Your objective: Rewrite the records below with "kite" changed to "balloon" and every other character left as it is.

====================

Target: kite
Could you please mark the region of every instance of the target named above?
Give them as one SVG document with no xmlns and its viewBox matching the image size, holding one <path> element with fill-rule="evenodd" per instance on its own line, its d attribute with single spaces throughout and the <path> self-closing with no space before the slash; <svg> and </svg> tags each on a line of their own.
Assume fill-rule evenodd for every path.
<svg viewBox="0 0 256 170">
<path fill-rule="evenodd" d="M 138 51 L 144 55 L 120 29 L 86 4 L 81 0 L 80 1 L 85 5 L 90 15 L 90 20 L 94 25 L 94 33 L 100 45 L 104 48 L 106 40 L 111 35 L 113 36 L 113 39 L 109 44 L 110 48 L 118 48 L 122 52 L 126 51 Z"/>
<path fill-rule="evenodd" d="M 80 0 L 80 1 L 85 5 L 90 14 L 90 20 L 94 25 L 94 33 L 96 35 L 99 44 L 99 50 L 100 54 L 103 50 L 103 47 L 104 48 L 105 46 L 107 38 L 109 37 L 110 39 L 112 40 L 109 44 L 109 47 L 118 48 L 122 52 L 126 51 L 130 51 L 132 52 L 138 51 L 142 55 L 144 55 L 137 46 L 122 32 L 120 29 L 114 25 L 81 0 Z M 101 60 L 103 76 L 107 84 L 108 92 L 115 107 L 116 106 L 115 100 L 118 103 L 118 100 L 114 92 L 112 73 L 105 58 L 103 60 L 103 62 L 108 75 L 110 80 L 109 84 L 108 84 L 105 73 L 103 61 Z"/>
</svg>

====================

Output below:
Target: balloon
Could you please mark the region of every instance of the target named above?
Give them as one SVG document with no xmlns and its viewBox matching the image size, holding one <path> element with fill-rule="evenodd" per instance on its own line, its d attribute with single spaces throughout and the <path> self-closing with no space before the slash; <svg> and </svg> tags each on a line of their own.
Assume fill-rule evenodd for every path.
<svg viewBox="0 0 256 170">
<path fill-rule="evenodd" d="M 138 51 L 144 55 L 120 29 L 86 4 L 81 0 L 80 1 L 85 5 L 90 15 L 90 20 L 94 25 L 94 33 L 100 45 L 104 48 L 106 40 L 111 35 L 113 36 L 113 39 L 109 44 L 110 48 L 118 48 L 122 52 L 126 51 Z"/>
<path fill-rule="evenodd" d="M 80 0 L 80 1 L 85 5 L 90 14 L 90 20 L 94 25 L 94 33 L 96 35 L 99 44 L 99 50 L 100 54 L 103 50 L 103 47 L 104 48 L 105 46 L 107 38 L 109 37 L 110 39 L 112 40 L 109 44 L 109 47 L 118 48 L 122 52 L 126 51 L 130 51 L 132 52 L 138 51 L 142 55 L 144 55 L 137 46 L 122 32 L 120 29 L 114 25 L 81 0 Z M 101 60 L 103 76 L 107 84 L 108 92 L 115 107 L 116 106 L 115 100 L 118 103 L 118 100 L 114 92 L 112 73 L 105 58 L 103 60 L 103 62 L 108 75 L 110 80 L 109 84 L 108 84 L 105 73 L 103 61 Z"/>
</svg>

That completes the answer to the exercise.